§ Задание 1
Ответьте по тексту о политическом дискурсе:
(a) Какие институциональные процедуры названы в нем как возможное символическое событие?
(b) Лауреатом какой премии назван М. Уэльбек?
(c) Как называется работа У. Эко, из которой приведена цитата?
§ Задание 2
Выведите без изменений отрывок из текста о политическом дискурсе от слов «Действительность же политического» до слов «зону действия последних.».

§ Исходный текст
Действительность же политического дискурса заключена в символическом событии, которое способно изменить расстановку акторов внутри дискурса [20, с. 98]: таким событием могут быть явленные в речи на том или ином уровне институциональные процедуры — выборы, назначения, принятие тех или иных законодательных актов, заключение международных договоров, решения верховных или конституционных судов. Однако такие события могут как относиться к политическому дискурсу, так и не относиться к нему, так же как перечисленные выше «стратегии» и «тактики» будут иметь отношение к политическому, если они совпадут с тем состоянием, которым представлена структура, попадающая в зону действия последних.

Развитые государства все чаще используют техники политической манипуляции, пытаясь имитировать политическое, и в меру своей способности «чувствовать подпочву», наблюдая спокойствие этих «глубинных пластов», предполагают, что и без действительности политического инерция социального обеспечит благополучие государства и удовлетворенность общества. Однако концентрация актуальных жизненных интересов обывателя в области частной жизни вовсе не отменяет циркуляцию политического дискурса и сосредоточение его энергии вокруг определенных вопросов и проблем, которые остаются скрытыми в силу того, что институционализированные способы политического в обществе не позволяют гражданам сформировать корпус символического события, т. е. обратить определенное напряжение требования против тех инстанций, которые обладают соответствующим статусом, чтобы, сформулировав это требование, в итоге проложить траекторию символического события и создать дискурсивный объект политики в том виде, в котором он бы соответствовал требованию граждан. Опасность игр, связанных с замалчиванием политического, велика. В сборнике эссе

нынешнего лауреата Гонкуровской премии М. Уэльбека были поставлены вопросы о действительности политического по отношению к одной из наиболее демократических систем — французской: «Такое упорное, прямо-таки непостижимое стремление правительственных партий протащить проект, в котором никто не заинтересован, от которого уже всех тошнит, — это стремление само по себе говорит о многом. Когда при мне упоминают о ценностях демократии, я не чувствую в себе благородного воодушевления, более того, я сдерживаюсь, чтобы не рассмеяться. Когда мне предлагают выбирать между Шираком и Жоспеном (!), но не спрашивают моего мнения о единой европейской валюте, единственное, в чем я уверен, так это в том, что мы живем не в демократическом обществе. Ладно, предположим, демократия — не лучший из режимов, она, как говорится, создает благоприятную почву для “опасных популистских тенденций”, но тогда пусть мне скажут прямо: судьбоносные решения давно уже приняты, это мудрые, справедливые решения, они выше вашего понимания, однако вам дозволяется в соответствии с вашими взглядами в известной степени повлиять на политическую окраску будущего правительства» [21, с. 181].

Для того чтобы точнее определить составляющие политического дискурса и то, каким именно образом он явлен в речи, необходимо описать наиболее существенные элементы дискурса: требование, ответы различных инстанций, через которые требование должно пройти и в которых должно преобразоваться, чтобы стать символическим событием, чтобы изменение зафиксировалось в дискурсе. Каждый из перечисленных элементов — это элемент структуры, являющейся основой дискурса, и в ее специфике требуется разобраться. У. Эко в работе «Отсутствующая структура» пишет: «Структура, очевидно, предстает как Отсутствие. Структура — это то, чего еще нет. Если она есть, если я ее выявил, то я владею только каким-то звеном цепи» [22, с. 327-329]. Речь идет о том, что во всех требованиях, предъявляемых в определенной области (в данном случае в области политического), и во всех ответах, которые даются теми или иными инстанциями, обладающими тем, что можно условно назвать властью, можно найти путем умелого обобщения определенные закономерности, взаимосвязанное целое, которое можно будет назвать структурой.

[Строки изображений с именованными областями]
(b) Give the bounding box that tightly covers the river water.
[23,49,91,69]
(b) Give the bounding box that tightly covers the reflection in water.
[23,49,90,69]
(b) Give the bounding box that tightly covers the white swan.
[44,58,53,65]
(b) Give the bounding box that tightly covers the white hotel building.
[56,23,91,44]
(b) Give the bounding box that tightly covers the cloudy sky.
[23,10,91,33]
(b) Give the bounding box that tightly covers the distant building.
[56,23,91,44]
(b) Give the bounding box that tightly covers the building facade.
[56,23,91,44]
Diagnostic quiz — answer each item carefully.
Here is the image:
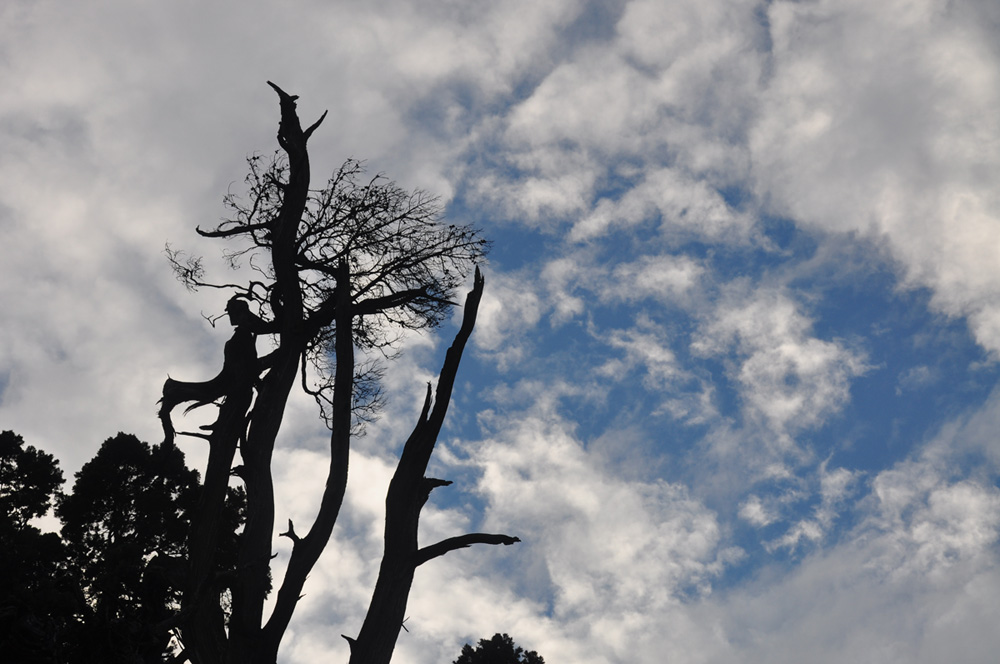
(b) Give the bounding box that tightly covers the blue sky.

§ Ответ 1
(a) Выборы, назначения, принятие тех или иных законодательных актов, заключение международных договоров, решения верховных или конституционных судов.
(b) Гонкуровской премии.
(c) «Отсутствующая структура».

§ Ответ 2
Действительность же политического дискурса заключена в символическом событии, которое способно изменить расстановку акторов внутри дискурса [20, с. 98]: таким событием могут быть явленные в речи на том или ином уровне институциональные процедуры — выборы, назначения, принятие тех или иных законодательных актов, заключение международных договоров, решения верховных или конституционных судов. Однако такие события могут как относиться к политическому дискурсу, так и не относиться к нему, так же как перечисленные выше «стратегии» и «тактики» будут иметь отношение к политическому, если они совпадут с тем состоянием, которым представлена структура, попадающая в зону действия последних.